→ GEGEVEN TEKST:
_ _ _ _ _ _ _

In een kort geding procedure waarin ons kantoor optrad voor een huurder van een hotel in het centrum van Amsterdam was het volgende aan de orde.
Vanwege het uitbreken van de Coronacrisis heeft de huurder te kampen met een aanzienlijke omzetdaling van, in de slechtste maanden, tussen 90 en 100 %. Huurder heeft gedurende een bepaalde periode de helft van de huur betaald. Huurder heeft, om zijn vaste lasten te kunnen blijven voldoen, aanspraak gemaakt op de TVL-regeling (tegemoetkoming vaste lasten). Vaste lasten zijn naast huur ook overige huisvestingskosten, kantoorkosten, afschrijving etc. De huurder maakt jegens zijn verhuurder aanspraak op een huurkorting. In onderhandelingen is het niet gelukt daarover overeenstemming te bereiken.

_ _ _ _ _ _ _

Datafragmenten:
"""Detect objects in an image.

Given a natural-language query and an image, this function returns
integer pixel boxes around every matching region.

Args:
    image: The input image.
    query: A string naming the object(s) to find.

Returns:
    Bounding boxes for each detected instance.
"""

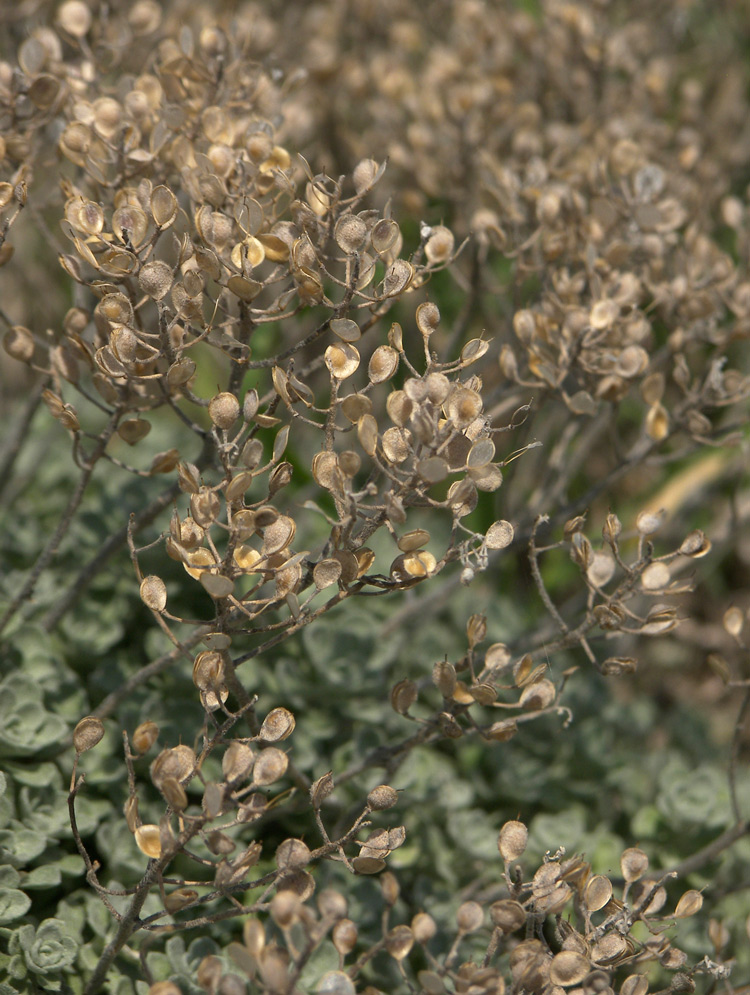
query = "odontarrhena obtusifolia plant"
[0,0,748,995]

_ _ _ _ _ _ _

→ WAT WORDT VERWACHT: Neem het deel van de tekst over de hotelhuur tussen "Vanwege het uitbreken" en "overeenstemming te bereiken." over, beide meegerekend. Verander daarin "omzetdaling" in "omzetverlies".

→ ANTWOORD OP OPDRACHT:
Vanwege het uitbreken van de Coronacrisis heeft de huurder te kampen met een aanzienlijke omzetverlies van, in de slechtste maanden, tussen 90 en 100 %. Huurder heeft gedurende een bepaalde periode de helft van de huur betaald. Huurder heeft, om zijn vaste lasten te kunnen blijven voldoen, aanspraak gemaakt op de TVL-regeling (tegemoetkoming vaste lasten). Vaste lasten zijn naast huur ook overige huisvestingskosten, kantoorkosten, afschrijving etc. De huurder maakt jegens zijn verhuurder aanspraak op een huurkorting. In onderhandelingen is het niet gelukt daarover overeenstemming te bereiken.